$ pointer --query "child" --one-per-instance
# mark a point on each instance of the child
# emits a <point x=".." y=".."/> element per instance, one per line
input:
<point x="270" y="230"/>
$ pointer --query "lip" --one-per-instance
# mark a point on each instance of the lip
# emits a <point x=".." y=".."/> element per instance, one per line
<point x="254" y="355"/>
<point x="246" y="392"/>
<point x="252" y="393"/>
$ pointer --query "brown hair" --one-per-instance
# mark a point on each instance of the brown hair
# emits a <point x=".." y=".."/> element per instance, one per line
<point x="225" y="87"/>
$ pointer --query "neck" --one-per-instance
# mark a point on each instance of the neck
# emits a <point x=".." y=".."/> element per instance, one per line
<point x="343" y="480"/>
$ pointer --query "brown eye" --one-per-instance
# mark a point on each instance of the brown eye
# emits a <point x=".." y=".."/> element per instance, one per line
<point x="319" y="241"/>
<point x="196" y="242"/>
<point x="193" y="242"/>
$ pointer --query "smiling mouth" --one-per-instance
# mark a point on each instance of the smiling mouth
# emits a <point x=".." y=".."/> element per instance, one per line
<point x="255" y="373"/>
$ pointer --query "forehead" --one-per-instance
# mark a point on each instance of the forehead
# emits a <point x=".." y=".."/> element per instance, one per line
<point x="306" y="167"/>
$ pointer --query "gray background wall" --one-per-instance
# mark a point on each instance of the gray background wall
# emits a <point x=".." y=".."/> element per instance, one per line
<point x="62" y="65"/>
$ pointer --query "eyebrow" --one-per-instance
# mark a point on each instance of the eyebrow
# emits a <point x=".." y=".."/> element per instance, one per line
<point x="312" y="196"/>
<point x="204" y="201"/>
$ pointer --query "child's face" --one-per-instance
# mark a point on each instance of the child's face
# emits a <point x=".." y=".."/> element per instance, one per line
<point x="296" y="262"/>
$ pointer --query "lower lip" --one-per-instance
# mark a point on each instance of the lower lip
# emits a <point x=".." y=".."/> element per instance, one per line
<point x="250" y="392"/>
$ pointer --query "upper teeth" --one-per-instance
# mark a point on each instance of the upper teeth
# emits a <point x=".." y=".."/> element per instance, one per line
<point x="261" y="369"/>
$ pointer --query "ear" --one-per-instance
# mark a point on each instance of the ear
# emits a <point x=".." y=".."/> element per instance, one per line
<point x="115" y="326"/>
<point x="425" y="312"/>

### Task directions
Produce a verbatim transcription of the entries above.

### The answer
$ pointer --query "child" --one-per-instance
# mark a point on each instance of the child
# emits a <point x=".." y=".."/> element per instance, one per line
input:
<point x="270" y="230"/>
$ pointer --query "lip" --one-per-instance
# mark a point on each instance of the lip
# emits a <point x=".." y=".."/> element per instance, one per line
<point x="254" y="355"/>
<point x="246" y="392"/>
<point x="252" y="393"/>
$ pointer --query "brown hair" --one-per-instance
# mark a point on each instance of the brown hair
# emits a <point x=".." y=".."/> element per instance, one per line
<point x="225" y="87"/>
$ pointer --query "neck" --one-per-instance
# mark a point on each instance of the neck
# emits a <point x=".." y=".."/> element per instance, one per line
<point x="343" y="480"/>
$ pointer --query "brown eye" --one-per-instance
# mark a point on each instance of the brown eye
# emits a <point x=".." y=".."/> element per instance, one per line
<point x="319" y="241"/>
<point x="196" y="242"/>
<point x="193" y="242"/>
$ pointer --query "smiling mouth" --one-per-instance
# mark a point on each instance of the smiling mouth
# emits a <point x=".." y=".."/> element per instance, one per line
<point x="255" y="373"/>
$ pointer --query "forehead" --one-per-instance
# mark a point on each instance of the forehead
# emits a <point x=".." y=".."/> element per instance, one per line
<point x="306" y="167"/>
$ pointer --query "gray background wall" --one-per-instance
# mark a point on each instance of the gray background wall
# emits a <point x=".." y=".."/> element per instance, one per line
<point x="62" y="65"/>
$ pointer --query "eyebrow" --one-per-instance
# mark a point on each instance of the eyebrow
# emits a <point x=".." y=".."/> element per instance, one per line
<point x="312" y="196"/>
<point x="204" y="201"/>
$ pointer --query "child's face" --one-per-instance
# mark a point on each instance of the child's face
# emits a <point x=".." y=".."/> element per instance, one per line
<point x="296" y="262"/>
$ pointer --query "lower lip" --one-per-instance
# mark a point on each instance of the lower lip
# emits a <point x=".." y=".."/> element per instance, one per line
<point x="250" y="392"/>
$ pointer --query "upper teeth" --one-per-instance
# mark a point on each instance of the upper teeth
# emits a <point x=".." y=".."/> element per instance, one per line
<point x="261" y="369"/>
$ pointer --query "ear" --one-per-instance
# mark a point on each instance of the ear
# emits a <point x=".." y=".."/> element per instance, one per line
<point x="115" y="326"/>
<point x="425" y="312"/>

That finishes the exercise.